■ Task to complete ■
Starting at the line that contains "Mark one point on each instance of the green linen" and ending at the line that contains "[(724, 595), (127, 579)]", set out those lines below as a JSON list of strings, one string per line, leaving out any blank lines.

■ Dataset ■
■ ■ ■ ■ ■ ■ ■

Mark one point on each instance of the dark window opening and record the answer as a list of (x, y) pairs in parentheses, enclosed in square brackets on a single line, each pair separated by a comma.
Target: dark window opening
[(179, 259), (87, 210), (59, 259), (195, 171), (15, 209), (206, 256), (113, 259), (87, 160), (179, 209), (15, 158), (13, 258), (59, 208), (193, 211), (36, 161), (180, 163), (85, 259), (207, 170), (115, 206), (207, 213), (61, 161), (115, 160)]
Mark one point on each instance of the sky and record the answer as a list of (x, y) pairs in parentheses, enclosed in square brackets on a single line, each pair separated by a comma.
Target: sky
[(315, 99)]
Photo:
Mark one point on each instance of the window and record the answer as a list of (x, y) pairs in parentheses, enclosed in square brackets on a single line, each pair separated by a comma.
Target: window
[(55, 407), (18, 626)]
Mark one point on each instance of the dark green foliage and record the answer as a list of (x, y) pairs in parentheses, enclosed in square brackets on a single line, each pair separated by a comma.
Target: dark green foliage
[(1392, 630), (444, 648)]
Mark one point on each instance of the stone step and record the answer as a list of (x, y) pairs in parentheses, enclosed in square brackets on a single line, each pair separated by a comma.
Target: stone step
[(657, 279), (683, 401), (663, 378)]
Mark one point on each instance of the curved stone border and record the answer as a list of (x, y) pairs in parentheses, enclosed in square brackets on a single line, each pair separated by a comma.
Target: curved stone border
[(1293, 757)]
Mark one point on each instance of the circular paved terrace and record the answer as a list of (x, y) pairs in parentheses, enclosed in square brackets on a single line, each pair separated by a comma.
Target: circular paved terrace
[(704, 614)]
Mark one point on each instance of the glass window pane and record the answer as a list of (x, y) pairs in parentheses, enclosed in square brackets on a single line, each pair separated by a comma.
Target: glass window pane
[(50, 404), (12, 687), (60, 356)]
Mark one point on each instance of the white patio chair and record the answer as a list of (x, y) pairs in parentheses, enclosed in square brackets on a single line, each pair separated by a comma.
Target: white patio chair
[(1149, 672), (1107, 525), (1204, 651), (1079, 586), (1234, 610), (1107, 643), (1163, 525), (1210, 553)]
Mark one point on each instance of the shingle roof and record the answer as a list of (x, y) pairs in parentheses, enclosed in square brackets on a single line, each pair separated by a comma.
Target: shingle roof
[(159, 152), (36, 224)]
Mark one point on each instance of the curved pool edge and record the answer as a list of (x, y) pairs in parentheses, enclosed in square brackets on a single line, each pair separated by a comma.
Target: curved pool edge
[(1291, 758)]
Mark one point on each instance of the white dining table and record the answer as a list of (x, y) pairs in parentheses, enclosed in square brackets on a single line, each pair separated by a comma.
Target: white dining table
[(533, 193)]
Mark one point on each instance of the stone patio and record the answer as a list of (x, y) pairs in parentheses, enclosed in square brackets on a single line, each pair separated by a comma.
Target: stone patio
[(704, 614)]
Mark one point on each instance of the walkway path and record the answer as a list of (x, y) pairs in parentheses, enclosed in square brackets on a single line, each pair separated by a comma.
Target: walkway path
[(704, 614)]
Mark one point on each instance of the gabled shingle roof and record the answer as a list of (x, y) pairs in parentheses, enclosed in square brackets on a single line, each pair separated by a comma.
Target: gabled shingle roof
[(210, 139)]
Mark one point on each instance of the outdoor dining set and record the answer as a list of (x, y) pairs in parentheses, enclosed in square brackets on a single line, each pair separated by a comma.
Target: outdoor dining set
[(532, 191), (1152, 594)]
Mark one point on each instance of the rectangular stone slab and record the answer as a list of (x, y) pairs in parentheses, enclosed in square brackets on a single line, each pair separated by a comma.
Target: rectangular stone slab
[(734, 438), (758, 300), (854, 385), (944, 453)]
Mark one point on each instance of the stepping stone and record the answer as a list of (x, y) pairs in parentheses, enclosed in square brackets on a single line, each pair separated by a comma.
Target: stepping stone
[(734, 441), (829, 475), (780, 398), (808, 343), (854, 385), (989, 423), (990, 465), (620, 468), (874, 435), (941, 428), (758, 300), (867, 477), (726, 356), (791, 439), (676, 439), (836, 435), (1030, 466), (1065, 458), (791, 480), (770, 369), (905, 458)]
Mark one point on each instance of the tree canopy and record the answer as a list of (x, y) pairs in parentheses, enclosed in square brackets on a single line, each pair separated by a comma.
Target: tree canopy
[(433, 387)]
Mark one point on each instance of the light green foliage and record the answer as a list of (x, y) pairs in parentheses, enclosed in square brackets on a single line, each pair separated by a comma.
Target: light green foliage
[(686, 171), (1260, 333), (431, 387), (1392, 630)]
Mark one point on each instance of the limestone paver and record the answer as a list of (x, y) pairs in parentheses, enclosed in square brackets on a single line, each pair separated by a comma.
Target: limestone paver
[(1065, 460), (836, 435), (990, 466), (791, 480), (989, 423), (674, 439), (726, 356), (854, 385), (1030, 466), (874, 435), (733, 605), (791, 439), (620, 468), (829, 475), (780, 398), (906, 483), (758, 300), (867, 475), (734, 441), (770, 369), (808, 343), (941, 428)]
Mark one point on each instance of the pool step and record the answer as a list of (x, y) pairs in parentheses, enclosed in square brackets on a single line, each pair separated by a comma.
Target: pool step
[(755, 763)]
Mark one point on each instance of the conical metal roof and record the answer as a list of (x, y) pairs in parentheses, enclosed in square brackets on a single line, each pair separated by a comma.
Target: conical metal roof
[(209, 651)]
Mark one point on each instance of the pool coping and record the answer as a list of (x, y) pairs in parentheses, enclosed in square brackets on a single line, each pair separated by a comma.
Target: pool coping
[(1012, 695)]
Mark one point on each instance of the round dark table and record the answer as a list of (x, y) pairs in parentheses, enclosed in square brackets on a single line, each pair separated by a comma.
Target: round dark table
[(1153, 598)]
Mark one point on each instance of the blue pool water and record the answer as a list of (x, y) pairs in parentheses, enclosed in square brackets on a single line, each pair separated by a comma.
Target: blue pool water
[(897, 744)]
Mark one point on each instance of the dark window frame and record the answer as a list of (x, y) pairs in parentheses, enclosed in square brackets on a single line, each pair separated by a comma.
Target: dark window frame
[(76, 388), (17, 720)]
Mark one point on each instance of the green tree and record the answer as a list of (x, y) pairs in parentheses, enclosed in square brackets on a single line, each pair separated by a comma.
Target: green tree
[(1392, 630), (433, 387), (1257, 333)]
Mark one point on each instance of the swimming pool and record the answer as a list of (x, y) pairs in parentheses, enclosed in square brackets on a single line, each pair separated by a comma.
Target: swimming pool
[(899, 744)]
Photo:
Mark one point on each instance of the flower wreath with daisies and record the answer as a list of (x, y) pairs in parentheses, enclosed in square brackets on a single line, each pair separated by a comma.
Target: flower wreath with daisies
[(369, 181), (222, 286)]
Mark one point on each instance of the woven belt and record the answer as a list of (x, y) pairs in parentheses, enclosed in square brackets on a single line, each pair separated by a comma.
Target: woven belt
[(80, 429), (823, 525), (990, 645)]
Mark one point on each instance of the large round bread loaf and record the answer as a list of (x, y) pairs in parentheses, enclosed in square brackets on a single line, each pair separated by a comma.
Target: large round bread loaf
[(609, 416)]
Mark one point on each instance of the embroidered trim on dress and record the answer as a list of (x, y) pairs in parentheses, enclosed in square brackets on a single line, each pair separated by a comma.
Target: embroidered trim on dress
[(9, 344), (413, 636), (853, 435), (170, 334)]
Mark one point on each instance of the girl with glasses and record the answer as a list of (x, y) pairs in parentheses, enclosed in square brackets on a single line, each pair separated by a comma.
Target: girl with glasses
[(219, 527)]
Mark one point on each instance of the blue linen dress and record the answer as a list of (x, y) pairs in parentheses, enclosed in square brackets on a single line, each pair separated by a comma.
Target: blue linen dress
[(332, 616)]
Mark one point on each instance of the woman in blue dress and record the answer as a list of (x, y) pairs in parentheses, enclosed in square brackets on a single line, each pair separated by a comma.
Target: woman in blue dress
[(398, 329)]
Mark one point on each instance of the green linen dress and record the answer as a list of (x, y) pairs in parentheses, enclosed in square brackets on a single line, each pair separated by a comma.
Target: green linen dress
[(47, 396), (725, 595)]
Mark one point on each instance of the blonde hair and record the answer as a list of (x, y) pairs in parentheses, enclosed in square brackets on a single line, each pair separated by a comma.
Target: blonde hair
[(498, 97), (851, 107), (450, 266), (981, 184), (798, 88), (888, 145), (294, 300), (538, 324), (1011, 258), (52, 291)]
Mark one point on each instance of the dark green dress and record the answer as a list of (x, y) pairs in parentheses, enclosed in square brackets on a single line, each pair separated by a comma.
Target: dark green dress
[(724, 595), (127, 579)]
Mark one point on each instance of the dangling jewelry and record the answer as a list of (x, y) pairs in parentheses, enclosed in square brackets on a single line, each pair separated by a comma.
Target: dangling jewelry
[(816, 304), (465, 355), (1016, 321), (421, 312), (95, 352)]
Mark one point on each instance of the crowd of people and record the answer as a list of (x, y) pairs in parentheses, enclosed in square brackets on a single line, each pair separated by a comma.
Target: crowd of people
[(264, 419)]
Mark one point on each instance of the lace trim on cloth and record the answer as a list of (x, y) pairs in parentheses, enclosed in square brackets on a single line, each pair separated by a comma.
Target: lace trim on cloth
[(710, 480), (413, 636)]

■ ■ ■ ■ ■ ■ ■

■ Response ■
[
  "Mark one point on each instance of the green linen dress and record the answer as a list of (x, y) pairs in parentheses, enclosed in square brackets on a single line, each pair separated by a comma.",
  "Target: green linen dress",
  "[(47, 396), (725, 595)]",
  "Mark one point on each instance of the blonde hair and record the answer as a list of (x, y) pairs in parentheses, enclosed in square brackets on a single line, each pair separated by a comma.",
  "Target: blonde hair",
  "[(498, 97), (851, 107), (450, 266), (981, 184), (798, 88), (888, 145), (294, 300), (538, 324), (1011, 258), (52, 291)]",
  "Mark one point on each instance of the dark green dress and record the answer as a list of (x, y) pairs in parentheses, enclosed in square brackets on a single line, each pair separated by a comma.",
  "Target: dark green dress",
  "[(724, 595), (127, 579)]"
]